Stated exercise: Report every line of the records that contains the word "instance", matching case exactly.

Material:
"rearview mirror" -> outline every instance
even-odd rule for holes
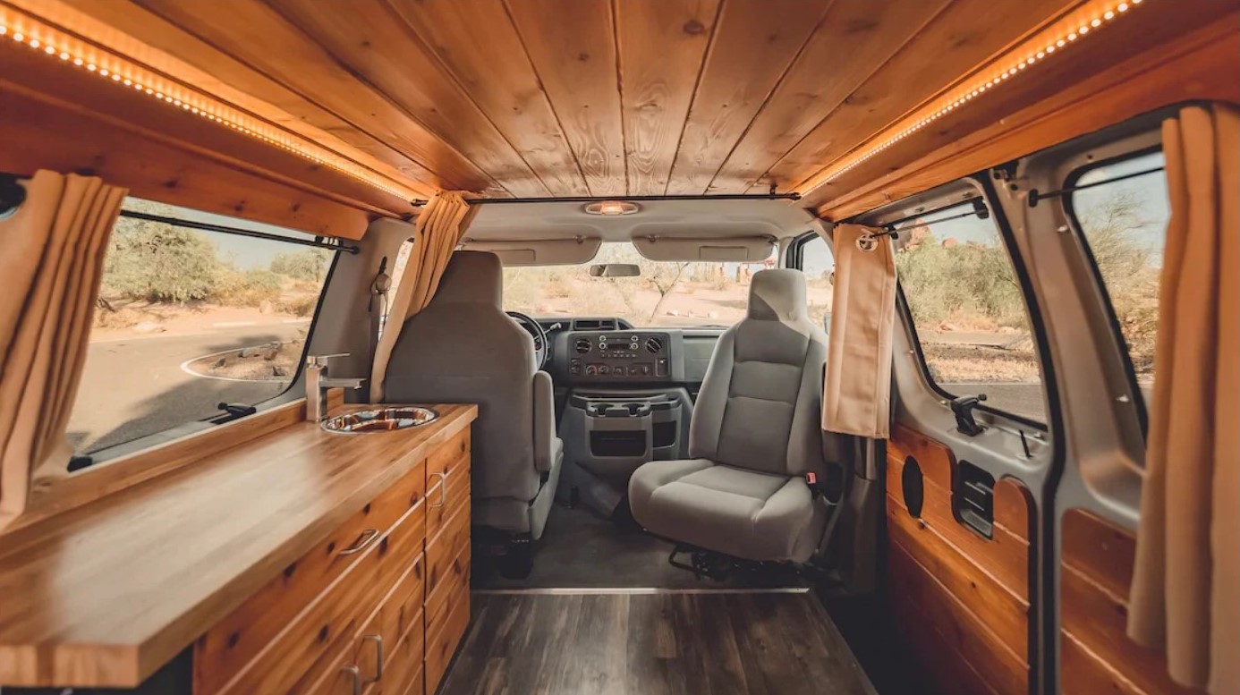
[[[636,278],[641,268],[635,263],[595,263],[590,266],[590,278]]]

==

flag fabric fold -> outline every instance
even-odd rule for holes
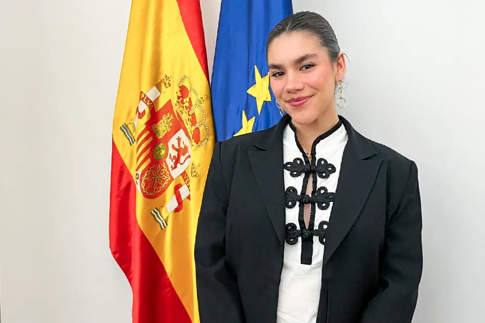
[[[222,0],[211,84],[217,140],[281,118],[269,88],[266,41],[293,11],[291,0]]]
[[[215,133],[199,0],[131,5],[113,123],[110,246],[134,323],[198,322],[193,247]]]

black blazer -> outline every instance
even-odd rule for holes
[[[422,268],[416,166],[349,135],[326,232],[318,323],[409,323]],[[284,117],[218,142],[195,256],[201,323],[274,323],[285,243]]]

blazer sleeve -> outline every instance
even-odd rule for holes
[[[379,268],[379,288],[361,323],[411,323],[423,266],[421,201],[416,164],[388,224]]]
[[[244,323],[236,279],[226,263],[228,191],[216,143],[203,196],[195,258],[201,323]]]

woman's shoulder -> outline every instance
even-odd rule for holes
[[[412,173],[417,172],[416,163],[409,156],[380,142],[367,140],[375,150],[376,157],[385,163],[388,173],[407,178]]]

Answer:
"rearview mirror" -> outline every instance
flag fabric fold -> outline every instance
black blazer -> outline every instance
blazer sleeve -> outline every instance
woman's shoulder -> outline every instance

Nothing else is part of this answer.